* **TO DO**: The data below should be restated word for word, pictures omitted.
Start of MATERIAL TO PROCESS
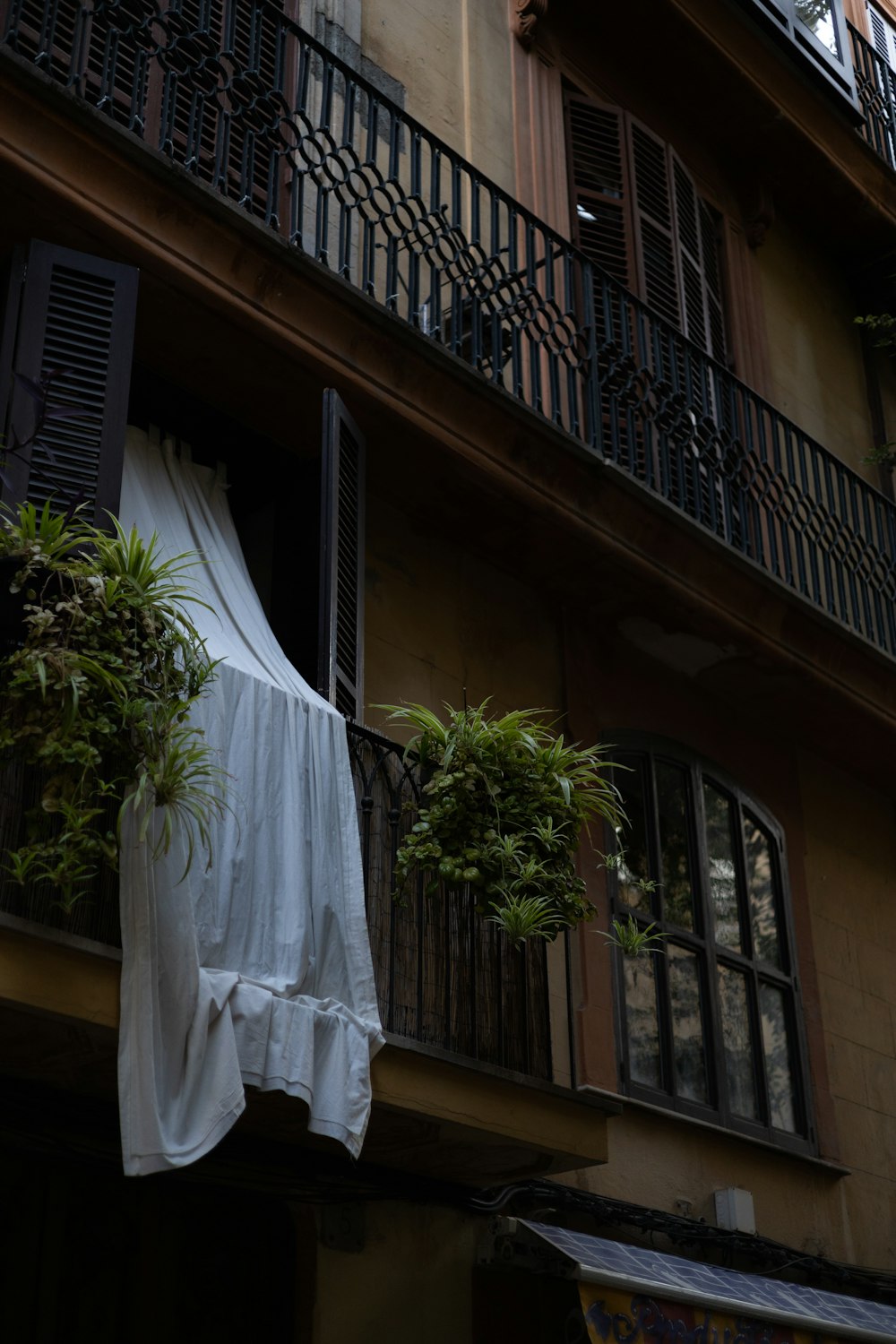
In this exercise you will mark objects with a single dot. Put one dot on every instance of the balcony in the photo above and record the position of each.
(349, 180)
(876, 89)
(446, 981)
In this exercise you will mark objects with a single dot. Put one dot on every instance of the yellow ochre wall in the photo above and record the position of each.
(817, 368)
(440, 621)
(454, 62)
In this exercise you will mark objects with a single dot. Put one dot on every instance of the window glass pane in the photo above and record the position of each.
(761, 878)
(777, 1047)
(635, 865)
(685, 994)
(672, 798)
(737, 1037)
(641, 1021)
(818, 16)
(720, 857)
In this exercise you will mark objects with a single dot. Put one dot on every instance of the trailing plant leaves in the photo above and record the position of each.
(505, 806)
(99, 691)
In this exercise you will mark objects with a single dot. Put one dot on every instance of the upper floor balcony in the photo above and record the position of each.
(247, 104)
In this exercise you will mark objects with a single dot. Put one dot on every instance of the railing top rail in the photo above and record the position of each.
(411, 123)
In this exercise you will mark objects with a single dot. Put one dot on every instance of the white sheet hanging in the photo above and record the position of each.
(260, 969)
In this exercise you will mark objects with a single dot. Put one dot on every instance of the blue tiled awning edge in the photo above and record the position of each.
(634, 1268)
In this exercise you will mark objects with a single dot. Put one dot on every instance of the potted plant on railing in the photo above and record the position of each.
(506, 803)
(99, 669)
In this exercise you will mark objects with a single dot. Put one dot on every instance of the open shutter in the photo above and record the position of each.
(600, 185)
(72, 314)
(653, 214)
(341, 605)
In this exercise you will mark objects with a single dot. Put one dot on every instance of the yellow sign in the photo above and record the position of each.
(616, 1317)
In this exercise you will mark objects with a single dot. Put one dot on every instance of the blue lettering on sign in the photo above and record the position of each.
(646, 1320)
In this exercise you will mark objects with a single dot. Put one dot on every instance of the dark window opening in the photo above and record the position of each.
(710, 1024)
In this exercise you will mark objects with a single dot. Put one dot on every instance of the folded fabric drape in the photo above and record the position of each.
(257, 970)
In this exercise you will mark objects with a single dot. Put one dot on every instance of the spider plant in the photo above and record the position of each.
(96, 695)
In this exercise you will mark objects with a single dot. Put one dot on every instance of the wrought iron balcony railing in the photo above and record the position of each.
(249, 104)
(876, 89)
(444, 976)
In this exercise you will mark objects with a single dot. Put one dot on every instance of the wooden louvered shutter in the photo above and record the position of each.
(600, 185)
(883, 35)
(341, 601)
(656, 249)
(73, 314)
(697, 255)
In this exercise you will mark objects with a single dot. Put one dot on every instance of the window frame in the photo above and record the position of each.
(711, 954)
(780, 19)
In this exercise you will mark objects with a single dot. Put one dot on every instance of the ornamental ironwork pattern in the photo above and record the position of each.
(876, 89)
(250, 105)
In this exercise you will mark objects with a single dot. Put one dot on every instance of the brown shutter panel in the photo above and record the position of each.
(697, 250)
(654, 226)
(341, 605)
(710, 236)
(74, 314)
(689, 247)
(600, 206)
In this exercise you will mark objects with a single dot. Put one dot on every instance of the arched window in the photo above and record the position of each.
(640, 217)
(710, 1024)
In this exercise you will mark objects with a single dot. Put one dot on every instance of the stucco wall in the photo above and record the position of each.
(817, 371)
(411, 1282)
(850, 862)
(841, 857)
(454, 62)
(441, 621)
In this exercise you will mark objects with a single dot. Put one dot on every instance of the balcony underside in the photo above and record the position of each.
(441, 263)
(432, 1116)
(228, 301)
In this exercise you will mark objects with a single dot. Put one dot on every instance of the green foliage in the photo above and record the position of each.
(632, 940)
(883, 328)
(505, 806)
(99, 693)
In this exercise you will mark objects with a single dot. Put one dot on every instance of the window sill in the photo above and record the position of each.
(823, 1164)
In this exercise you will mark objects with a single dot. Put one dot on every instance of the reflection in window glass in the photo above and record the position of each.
(686, 1024)
(777, 1047)
(723, 878)
(762, 892)
(672, 797)
(737, 1038)
(641, 1021)
(818, 16)
(711, 1021)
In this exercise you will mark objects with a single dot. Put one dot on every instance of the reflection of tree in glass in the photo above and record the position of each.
(737, 1043)
(813, 11)
(642, 1027)
(723, 884)
(686, 1024)
(762, 892)
(672, 800)
(818, 18)
(777, 1047)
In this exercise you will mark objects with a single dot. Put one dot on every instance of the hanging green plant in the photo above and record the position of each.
(104, 666)
(506, 801)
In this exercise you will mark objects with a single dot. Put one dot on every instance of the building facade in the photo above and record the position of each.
(554, 306)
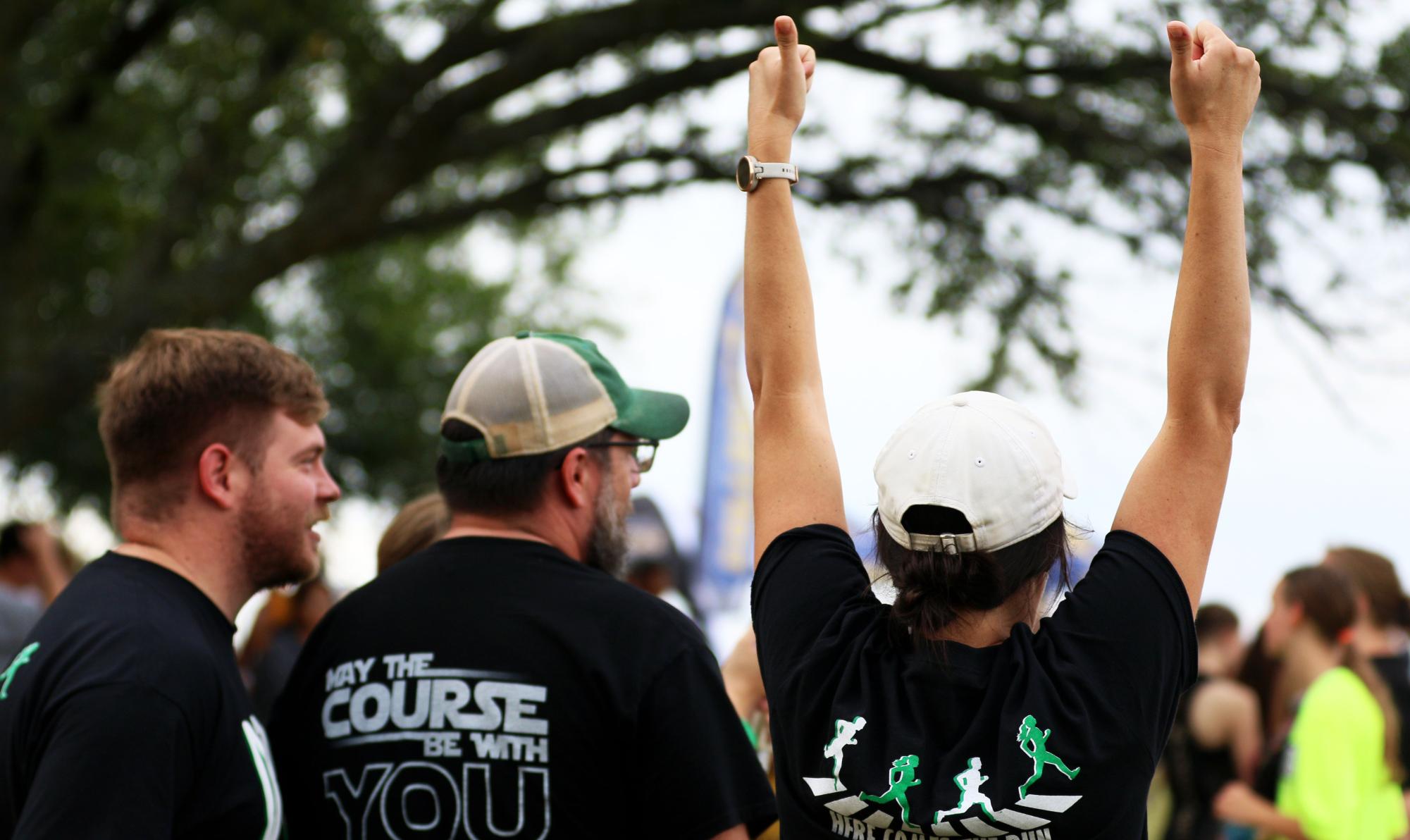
End of MATERIAL TO PROCESS
* **RESPONSE TO THIS TASK**:
In this exercise you will mark objects with a single dot. Put one dot on every instance of the balcony in the photo above and record the position of each.
(349, 180)
(876, 89)
(446, 981)
In this exercise you will mark objects with a single dot. Put one dot on every instance of the yellow ochre wall in the photo above and record the position of each.
(817, 368)
(440, 621)
(454, 62)
In this exercise you will mark objects with a single dot. Put one dot on every instance of the window glass pane in the photo above and record the position of each.
(761, 878)
(777, 1047)
(635, 865)
(685, 994)
(672, 798)
(737, 1037)
(641, 1021)
(818, 16)
(720, 857)
In this exercise you will mark objects with a single dot. Put one dot on every instance of the trailing plant leaves in the photo above and record the position of each.
(505, 806)
(99, 691)
In this exercise you will mark objects with a single dot. Put one dot on every instance of the upper floor balcony in the photo above and record the position of each.
(247, 104)
In this exercise you will mark objects with a single dot. Put one dot on every instance of the railing top rail in the photo above and record the position of each.
(411, 123)
In this exercise you will mark objects with a single dot. Put one dot on every instance of the white sheet hanging in the photo above and record the position of each.
(260, 969)
In this exercise you will mark objects with a single dot. Put one dot on every instance of the blue tiled awning edge in the photo above and record the position of each.
(634, 1268)
In this exercise you will mark objects with a single dot. Put one dot on every instance of the potted plant on railing in the photo above and record the position of each.
(506, 803)
(99, 669)
In this exercise you will mark objects with a single dot. Put one dot on every instance of the open shutter in the photo above and record the position of each.
(600, 185)
(72, 314)
(653, 214)
(341, 605)
In this exercise you will mark objects with a single dot. Put one dot on every instance of the yellow sign in the photo above and record the position of each.
(616, 1317)
In this exercise you will mark objects with a single dot. Put one dot on every instance of the blue lettering on sign in the photo above and record the position of each.
(646, 1320)
In this exercise you will mark objects with a single dot. Put one dot on every instance of the dark window opening in the photo above and record the position of each.
(710, 1024)
In this exercise you will mark objects with a single dot. Put one dot on every instance of the folded fabric drape in the photo above and record the position of each.
(257, 970)
In this exercise you will mark objects with a single dot. Put one dot on every instance of the spider plant in the photo above and record the position of each.
(96, 695)
In this exercise you will mark objects with a single dot. Put one dot on every instance of the wrought iron balcony railing in the photo above and record the position of each.
(249, 104)
(876, 89)
(444, 976)
In this exercise you will mark objects with a single dot. Put one dot on every instance of the wooden louvered shutter in the photo above and record the position of each.
(600, 185)
(883, 35)
(341, 601)
(656, 249)
(73, 314)
(697, 255)
In this exercise you will mark objects with a single dot. Put one dot on every instance of the window frame in the photo above and record the position of each.
(711, 954)
(780, 19)
In this exercise you will mark objects with a single dot. Put one dot on every instance of the ornamental ironwork pattern in the photo above and record the position of each.
(876, 89)
(250, 105)
In this exercise you will mark objects with a single dot. Put one dot on every instance of the brown shutter panel in the photo above and record the position of each.
(697, 250)
(654, 226)
(341, 605)
(710, 236)
(74, 314)
(689, 247)
(600, 206)
In this exercise you will mark objects with a single dot. Put one dot on every instance of the arched window in the photo above and record the position of each.
(640, 217)
(710, 1024)
In this exercise you will mark objects with a single dot. Put one dot on every instance of the stucco wall in the photo above and record the position of each.
(817, 371)
(411, 1282)
(850, 862)
(841, 857)
(454, 62)
(441, 621)
In this exercise you will mark objects with a single dot. Put one dot on every instance of the balcony underside in the photo above and record the position of each.
(441, 263)
(432, 1116)
(228, 301)
In this exercise you will mark objects with a single dot. Put one dot on every instance of the green foliage in the photo above and record the position of each.
(632, 940)
(883, 328)
(505, 806)
(99, 693)
In this exercise you will mark objects with a single dot. Put one dot on every instance of the window sill in the photo above and record the position of each.
(823, 1164)
In this exercise you will mark objects with a single dot. Put one dot on every instance of the reflection in window glass in the photo above and record the position of each.
(686, 1024)
(777, 1047)
(723, 878)
(762, 892)
(672, 797)
(737, 1038)
(641, 1021)
(818, 16)
(711, 1021)
In this exercise you will mark objects with a single dot. Put one dot on every instance of the reflection of tree in glass in the photo above and record the position of each.
(737, 1043)
(813, 11)
(642, 1027)
(723, 884)
(686, 1024)
(762, 892)
(672, 800)
(818, 18)
(777, 1047)
In this exercise you will mark objects with a single dot. Put one dot on every instance of the hanging green plant in the photo above and record the position of each.
(104, 666)
(506, 801)
In this exercise you will mark objects with a single dot. Put one dot on every instance of the building facade in the photo above and record the position of each.
(554, 306)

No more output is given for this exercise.